begin DATA FOR THIS TASK

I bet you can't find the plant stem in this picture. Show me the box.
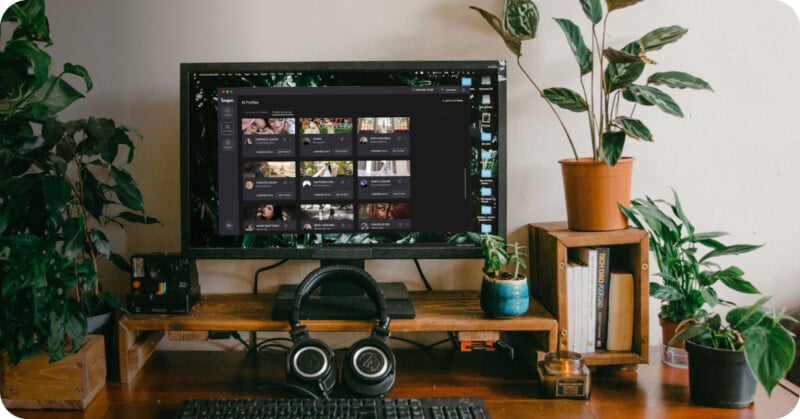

end DATA FOR THIS TASK
begin DATA FOR THIS TASK

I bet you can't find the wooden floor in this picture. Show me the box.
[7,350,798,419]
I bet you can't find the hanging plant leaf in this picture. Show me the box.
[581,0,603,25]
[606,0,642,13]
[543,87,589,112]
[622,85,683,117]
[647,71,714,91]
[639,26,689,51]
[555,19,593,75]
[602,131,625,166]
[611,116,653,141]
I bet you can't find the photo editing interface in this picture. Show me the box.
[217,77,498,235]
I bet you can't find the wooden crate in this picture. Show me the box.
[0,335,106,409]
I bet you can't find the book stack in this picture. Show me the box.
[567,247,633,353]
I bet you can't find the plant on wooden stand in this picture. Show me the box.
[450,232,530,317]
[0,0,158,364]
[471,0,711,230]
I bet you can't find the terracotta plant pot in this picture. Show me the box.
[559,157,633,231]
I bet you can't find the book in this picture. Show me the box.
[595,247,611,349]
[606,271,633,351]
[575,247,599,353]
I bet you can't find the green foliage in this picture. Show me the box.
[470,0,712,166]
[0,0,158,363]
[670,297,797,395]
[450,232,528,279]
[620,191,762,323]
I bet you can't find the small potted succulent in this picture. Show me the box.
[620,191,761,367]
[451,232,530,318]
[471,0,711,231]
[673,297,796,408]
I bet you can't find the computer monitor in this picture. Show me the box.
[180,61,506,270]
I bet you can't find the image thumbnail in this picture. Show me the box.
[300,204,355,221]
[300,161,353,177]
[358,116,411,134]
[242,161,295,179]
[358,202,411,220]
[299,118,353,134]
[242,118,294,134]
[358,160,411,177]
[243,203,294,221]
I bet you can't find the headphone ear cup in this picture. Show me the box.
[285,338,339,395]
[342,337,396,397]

end DATA FOR THIS TASK

* EXERCISE DIRECTIONS *
Can you put everything in the material from the line containing "I bet you can't find the small" down to the line containing "[180,61,506,270]", both ends included, into a numbered list with blank lines left out?

* RESULT FOR THIS EXERCISE *
1. I bet you can't find the small potted succulent in this picture. Show me the box.
2. [620,191,761,367]
3. [451,232,530,318]
4. [471,0,711,231]
5. [673,297,796,408]
6. I bet you can't find the computer monitor in this picture. Show me the box.
7. [180,61,506,270]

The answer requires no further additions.